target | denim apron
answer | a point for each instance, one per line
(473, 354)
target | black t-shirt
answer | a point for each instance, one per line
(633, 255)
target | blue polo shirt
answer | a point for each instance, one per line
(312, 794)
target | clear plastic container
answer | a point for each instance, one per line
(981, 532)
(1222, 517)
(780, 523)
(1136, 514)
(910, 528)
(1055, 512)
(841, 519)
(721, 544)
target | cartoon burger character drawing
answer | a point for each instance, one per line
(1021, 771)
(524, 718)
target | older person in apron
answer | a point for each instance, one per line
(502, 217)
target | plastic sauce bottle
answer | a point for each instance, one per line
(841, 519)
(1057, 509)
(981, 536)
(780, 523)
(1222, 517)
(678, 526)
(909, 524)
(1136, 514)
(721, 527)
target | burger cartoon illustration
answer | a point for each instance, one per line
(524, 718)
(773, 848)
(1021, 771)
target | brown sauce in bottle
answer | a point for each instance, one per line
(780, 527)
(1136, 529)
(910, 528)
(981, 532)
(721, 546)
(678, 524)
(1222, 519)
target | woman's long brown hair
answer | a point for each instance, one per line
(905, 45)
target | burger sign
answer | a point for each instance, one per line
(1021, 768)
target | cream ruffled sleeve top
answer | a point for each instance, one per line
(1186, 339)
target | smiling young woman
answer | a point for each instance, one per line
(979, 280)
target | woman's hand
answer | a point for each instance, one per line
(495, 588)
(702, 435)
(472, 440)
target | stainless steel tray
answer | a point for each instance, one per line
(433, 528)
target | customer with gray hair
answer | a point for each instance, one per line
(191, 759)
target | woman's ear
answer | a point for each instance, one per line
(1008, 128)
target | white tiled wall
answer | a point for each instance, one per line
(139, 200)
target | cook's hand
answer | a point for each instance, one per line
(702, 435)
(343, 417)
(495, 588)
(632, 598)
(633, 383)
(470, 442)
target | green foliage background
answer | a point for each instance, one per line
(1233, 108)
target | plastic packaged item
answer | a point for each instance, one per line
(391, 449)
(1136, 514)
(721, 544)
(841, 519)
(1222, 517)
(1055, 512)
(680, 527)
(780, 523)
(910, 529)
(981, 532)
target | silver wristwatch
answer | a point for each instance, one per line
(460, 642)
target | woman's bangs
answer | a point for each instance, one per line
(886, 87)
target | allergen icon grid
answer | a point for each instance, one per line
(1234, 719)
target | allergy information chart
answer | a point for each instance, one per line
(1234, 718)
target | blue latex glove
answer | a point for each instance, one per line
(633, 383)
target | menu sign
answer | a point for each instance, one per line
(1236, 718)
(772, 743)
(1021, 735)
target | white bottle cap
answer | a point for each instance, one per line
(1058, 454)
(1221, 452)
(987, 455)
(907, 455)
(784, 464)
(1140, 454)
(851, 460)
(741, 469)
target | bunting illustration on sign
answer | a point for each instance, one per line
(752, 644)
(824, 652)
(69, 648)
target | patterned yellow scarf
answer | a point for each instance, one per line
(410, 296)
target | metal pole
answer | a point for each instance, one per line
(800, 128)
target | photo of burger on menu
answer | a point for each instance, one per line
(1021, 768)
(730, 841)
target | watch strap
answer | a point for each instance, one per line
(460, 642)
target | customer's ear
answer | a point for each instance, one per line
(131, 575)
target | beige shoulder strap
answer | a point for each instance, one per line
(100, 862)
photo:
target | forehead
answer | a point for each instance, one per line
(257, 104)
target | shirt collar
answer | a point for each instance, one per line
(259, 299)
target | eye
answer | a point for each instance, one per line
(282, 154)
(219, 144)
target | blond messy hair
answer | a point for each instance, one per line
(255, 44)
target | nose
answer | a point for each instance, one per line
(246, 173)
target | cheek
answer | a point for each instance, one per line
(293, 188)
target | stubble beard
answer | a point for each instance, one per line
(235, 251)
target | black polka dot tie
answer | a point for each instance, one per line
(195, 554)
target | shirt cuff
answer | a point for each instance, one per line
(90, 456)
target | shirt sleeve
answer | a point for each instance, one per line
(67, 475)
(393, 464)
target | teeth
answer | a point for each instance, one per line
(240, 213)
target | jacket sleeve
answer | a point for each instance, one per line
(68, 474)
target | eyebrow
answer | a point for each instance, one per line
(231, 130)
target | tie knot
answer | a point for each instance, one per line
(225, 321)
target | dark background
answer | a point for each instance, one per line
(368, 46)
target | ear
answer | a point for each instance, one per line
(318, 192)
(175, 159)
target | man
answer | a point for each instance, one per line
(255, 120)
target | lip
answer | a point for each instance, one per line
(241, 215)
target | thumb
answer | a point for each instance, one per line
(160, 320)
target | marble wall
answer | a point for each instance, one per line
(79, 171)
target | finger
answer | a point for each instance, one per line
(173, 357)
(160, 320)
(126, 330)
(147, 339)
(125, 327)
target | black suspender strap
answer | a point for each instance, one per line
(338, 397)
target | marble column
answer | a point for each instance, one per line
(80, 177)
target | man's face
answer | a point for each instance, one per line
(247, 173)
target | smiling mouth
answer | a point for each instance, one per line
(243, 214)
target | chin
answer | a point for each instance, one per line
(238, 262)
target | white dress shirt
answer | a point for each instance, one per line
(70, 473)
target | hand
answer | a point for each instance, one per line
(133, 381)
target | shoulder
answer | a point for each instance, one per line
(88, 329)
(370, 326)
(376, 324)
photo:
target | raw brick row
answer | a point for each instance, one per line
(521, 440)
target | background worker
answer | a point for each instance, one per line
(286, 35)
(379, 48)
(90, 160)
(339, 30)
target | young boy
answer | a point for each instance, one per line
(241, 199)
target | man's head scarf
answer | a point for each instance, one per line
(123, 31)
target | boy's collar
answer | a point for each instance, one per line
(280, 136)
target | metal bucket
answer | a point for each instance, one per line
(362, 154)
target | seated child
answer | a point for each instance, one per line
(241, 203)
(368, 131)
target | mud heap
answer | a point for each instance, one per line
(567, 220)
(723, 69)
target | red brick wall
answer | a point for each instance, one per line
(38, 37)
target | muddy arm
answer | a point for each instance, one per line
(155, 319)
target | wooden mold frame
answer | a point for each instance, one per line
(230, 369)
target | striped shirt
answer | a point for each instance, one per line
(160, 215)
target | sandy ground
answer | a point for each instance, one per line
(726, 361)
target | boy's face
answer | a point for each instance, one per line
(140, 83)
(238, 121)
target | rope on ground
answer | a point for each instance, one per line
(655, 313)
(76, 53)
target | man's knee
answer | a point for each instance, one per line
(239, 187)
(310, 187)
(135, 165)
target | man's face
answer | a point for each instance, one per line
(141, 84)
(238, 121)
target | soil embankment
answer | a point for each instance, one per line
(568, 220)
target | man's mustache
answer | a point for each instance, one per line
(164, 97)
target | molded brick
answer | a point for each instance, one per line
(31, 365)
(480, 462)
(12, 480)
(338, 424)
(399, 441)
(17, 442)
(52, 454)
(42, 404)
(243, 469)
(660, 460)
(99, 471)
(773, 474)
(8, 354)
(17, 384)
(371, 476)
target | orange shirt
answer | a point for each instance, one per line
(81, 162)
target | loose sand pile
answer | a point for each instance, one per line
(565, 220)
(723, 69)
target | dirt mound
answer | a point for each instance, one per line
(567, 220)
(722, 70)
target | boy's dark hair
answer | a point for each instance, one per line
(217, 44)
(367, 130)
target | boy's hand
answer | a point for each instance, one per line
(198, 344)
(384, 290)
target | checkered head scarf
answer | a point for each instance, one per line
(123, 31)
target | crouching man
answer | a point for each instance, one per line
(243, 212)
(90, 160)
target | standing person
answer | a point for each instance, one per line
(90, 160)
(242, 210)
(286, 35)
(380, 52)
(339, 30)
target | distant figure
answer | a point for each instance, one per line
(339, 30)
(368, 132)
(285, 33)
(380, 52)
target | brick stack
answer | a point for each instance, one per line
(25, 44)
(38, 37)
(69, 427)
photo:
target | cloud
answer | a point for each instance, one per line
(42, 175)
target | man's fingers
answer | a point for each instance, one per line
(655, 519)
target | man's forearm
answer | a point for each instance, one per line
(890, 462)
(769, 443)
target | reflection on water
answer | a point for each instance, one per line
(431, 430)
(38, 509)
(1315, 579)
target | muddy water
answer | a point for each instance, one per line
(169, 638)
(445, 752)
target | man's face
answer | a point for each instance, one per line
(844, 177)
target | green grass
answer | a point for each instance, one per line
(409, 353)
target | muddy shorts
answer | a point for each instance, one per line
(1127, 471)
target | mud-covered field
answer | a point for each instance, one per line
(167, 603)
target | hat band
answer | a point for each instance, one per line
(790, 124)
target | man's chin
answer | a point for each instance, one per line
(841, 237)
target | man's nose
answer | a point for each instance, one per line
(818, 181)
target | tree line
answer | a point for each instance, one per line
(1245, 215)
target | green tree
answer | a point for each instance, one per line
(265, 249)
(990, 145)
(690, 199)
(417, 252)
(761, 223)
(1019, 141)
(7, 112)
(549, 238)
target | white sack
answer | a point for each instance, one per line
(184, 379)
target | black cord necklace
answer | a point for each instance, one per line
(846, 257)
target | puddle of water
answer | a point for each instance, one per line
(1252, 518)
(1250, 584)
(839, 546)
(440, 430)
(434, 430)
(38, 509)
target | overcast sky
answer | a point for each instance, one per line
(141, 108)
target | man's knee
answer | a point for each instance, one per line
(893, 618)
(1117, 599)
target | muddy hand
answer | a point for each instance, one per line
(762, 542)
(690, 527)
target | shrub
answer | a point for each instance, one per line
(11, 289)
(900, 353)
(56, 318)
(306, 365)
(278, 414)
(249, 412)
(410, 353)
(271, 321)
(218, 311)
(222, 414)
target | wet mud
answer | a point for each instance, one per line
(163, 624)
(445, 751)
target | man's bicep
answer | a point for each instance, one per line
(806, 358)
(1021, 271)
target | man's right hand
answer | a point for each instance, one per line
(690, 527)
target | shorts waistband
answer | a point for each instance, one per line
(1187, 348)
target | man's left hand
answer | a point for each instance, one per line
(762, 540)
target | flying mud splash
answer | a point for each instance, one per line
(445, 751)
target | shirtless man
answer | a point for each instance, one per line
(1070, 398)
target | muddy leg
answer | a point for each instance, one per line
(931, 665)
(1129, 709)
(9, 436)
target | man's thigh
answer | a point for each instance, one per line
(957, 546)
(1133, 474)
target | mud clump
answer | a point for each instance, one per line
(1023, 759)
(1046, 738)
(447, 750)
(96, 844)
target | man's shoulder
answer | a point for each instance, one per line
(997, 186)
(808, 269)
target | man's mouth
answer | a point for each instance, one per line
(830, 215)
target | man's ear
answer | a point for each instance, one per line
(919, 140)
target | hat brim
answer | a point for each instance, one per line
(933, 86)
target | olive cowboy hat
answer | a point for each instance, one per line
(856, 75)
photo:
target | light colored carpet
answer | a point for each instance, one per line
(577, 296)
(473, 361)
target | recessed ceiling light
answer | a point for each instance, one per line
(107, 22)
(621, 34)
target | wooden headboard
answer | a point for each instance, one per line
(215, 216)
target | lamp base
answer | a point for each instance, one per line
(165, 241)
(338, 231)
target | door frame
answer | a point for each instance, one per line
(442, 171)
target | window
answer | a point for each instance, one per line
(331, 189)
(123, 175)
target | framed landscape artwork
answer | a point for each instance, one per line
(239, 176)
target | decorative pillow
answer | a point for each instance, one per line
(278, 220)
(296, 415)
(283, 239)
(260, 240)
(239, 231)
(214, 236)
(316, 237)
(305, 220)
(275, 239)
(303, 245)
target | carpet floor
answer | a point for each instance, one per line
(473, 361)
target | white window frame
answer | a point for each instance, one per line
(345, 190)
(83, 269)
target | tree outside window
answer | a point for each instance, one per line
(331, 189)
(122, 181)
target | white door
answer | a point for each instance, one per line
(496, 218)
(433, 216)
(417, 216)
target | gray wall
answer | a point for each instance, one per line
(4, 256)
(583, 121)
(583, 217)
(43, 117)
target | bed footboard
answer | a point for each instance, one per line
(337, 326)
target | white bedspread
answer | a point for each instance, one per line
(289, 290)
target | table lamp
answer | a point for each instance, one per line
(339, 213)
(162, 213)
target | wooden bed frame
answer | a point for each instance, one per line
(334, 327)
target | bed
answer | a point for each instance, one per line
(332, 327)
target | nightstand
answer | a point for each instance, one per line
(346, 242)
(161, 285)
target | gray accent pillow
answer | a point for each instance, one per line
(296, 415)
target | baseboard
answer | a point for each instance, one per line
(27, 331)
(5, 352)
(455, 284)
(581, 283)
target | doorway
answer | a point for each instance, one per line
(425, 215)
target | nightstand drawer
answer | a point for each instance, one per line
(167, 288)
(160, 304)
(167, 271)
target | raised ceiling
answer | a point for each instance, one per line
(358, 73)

• [WRITTEN PROBLEM]:
Can you rescale the data from the line that has "target | wooden bed frame" through the end? Repeat each of those lines, requests included, with every coordinate in the answers multiplied by 1.45 and rounded to a whole number, halves rounding up.

• [SOLUTION BELOW]:
target | wooden bed frame
answer | a point for each instance, one per line
(484, 474)
target | bed
answer | a point for each instance, one per line
(481, 474)
target | nightstand
answer | a point for each instance, one per line
(502, 351)
(233, 413)
target | gray accent pillow
answer | a point for each instance, one per line
(429, 602)
target | baseboard
answer | a point for each instance, one per line
(39, 480)
(7, 510)
(660, 412)
(842, 410)
target | doorway
answer | a point for each instance, one per line
(616, 312)
target | nightstand drawer
answer | a point for each instance, one per line
(242, 418)
(232, 441)
(242, 393)
target | raised ceiling
answer | a point for each instance, one per line
(519, 106)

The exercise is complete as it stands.